Pull out the stretch of the material below from its start through the line containing "column 205, row 109", and reproduce it verbatim.

____________________

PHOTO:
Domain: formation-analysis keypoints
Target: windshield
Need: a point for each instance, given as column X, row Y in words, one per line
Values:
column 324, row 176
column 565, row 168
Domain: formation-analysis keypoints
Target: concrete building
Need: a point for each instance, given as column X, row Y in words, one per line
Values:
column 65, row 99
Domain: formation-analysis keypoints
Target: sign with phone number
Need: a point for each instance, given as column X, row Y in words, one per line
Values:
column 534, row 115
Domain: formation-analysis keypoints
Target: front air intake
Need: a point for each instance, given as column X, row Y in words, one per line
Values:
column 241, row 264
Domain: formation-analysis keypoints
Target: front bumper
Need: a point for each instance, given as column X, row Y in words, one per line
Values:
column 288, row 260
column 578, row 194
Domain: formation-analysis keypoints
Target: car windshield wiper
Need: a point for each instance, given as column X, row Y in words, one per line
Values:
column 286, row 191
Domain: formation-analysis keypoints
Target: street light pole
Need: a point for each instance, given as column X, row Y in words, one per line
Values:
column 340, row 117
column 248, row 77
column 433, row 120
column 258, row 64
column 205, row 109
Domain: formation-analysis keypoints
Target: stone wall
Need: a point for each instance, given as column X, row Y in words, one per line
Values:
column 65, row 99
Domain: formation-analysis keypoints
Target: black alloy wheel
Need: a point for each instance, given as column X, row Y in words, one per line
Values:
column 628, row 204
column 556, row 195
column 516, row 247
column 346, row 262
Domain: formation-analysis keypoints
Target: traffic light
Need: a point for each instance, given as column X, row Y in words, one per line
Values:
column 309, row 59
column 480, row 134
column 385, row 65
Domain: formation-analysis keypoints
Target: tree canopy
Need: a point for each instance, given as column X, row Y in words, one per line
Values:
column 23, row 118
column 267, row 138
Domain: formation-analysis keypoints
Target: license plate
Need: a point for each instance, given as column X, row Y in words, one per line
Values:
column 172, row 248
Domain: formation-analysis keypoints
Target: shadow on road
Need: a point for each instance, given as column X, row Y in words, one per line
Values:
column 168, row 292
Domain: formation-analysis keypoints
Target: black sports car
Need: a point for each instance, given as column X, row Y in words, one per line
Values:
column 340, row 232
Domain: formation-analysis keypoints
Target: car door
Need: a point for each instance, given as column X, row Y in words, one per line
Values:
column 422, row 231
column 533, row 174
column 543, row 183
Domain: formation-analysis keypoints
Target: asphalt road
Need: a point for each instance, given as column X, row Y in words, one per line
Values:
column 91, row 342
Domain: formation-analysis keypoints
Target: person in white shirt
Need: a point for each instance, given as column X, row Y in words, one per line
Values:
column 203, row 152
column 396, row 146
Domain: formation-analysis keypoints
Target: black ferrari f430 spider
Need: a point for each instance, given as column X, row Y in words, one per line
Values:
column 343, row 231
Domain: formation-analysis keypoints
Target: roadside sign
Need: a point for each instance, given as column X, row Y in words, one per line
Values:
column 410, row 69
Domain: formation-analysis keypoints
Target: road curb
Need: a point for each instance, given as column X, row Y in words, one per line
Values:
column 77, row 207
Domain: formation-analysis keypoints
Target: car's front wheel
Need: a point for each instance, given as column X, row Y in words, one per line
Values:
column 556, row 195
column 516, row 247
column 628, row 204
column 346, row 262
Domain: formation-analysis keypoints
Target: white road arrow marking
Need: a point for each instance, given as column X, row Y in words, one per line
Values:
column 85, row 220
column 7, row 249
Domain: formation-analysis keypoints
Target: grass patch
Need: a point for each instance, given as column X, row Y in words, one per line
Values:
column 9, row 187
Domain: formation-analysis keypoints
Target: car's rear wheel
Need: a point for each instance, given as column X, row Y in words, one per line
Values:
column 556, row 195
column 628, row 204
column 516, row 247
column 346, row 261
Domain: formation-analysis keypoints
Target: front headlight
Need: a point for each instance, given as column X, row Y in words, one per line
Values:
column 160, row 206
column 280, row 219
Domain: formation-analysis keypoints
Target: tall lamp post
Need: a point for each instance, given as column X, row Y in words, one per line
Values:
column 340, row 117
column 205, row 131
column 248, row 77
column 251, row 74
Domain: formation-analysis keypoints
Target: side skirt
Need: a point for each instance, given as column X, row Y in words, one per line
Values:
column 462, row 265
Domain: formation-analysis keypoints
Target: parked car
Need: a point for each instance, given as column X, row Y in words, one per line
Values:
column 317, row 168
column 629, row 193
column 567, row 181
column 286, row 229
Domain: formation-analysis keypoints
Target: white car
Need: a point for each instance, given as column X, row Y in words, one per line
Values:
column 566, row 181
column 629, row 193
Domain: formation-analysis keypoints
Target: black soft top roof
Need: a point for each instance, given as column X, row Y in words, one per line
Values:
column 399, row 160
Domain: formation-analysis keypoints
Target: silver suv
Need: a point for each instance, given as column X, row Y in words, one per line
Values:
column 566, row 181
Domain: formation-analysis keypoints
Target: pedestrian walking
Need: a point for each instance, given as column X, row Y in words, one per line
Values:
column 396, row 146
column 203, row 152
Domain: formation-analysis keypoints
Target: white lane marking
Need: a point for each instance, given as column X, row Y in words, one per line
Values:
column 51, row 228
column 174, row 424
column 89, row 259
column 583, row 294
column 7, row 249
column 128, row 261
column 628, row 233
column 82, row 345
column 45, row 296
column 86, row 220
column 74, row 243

____________________

■ Expected answer ■
PHOTO:
Domain: formation-analysis keypoints
Target: windshield
Need: a point for each instance, given as column X, row Y in words, one per line
Values:
column 324, row 176
column 565, row 168
Domain: formation-analysis keypoints
Target: concrete building
Need: a point for each instance, given as column X, row Y in words, one per line
Values:
column 65, row 99
Domain: formation-analysis keypoints
Target: sign with phone number
Need: a point for each instance, given as column X, row Y in words, one per line
Values:
column 534, row 115
Domain: formation-analysis keypoints
Target: front air intake
Need: a point for each instance, given as column X, row Y in words, one per line
Values:
column 241, row 264
Domain: formation-analysis keypoints
Target: front bumper
Need: a point for each instance, given as column X, row Y in words, one per line
Values:
column 288, row 260
column 578, row 194
Domain: formation-analysis keypoints
Target: car windshield wiper
Need: a point for each instance, given as column X, row Y in words, one per line
Values:
column 286, row 191
Domain: formation-analysis keypoints
Target: street light pole
Need: a point for each instance, given as column X, row Y in words, one per line
Values:
column 340, row 117
column 248, row 77
column 433, row 120
column 258, row 64
column 205, row 109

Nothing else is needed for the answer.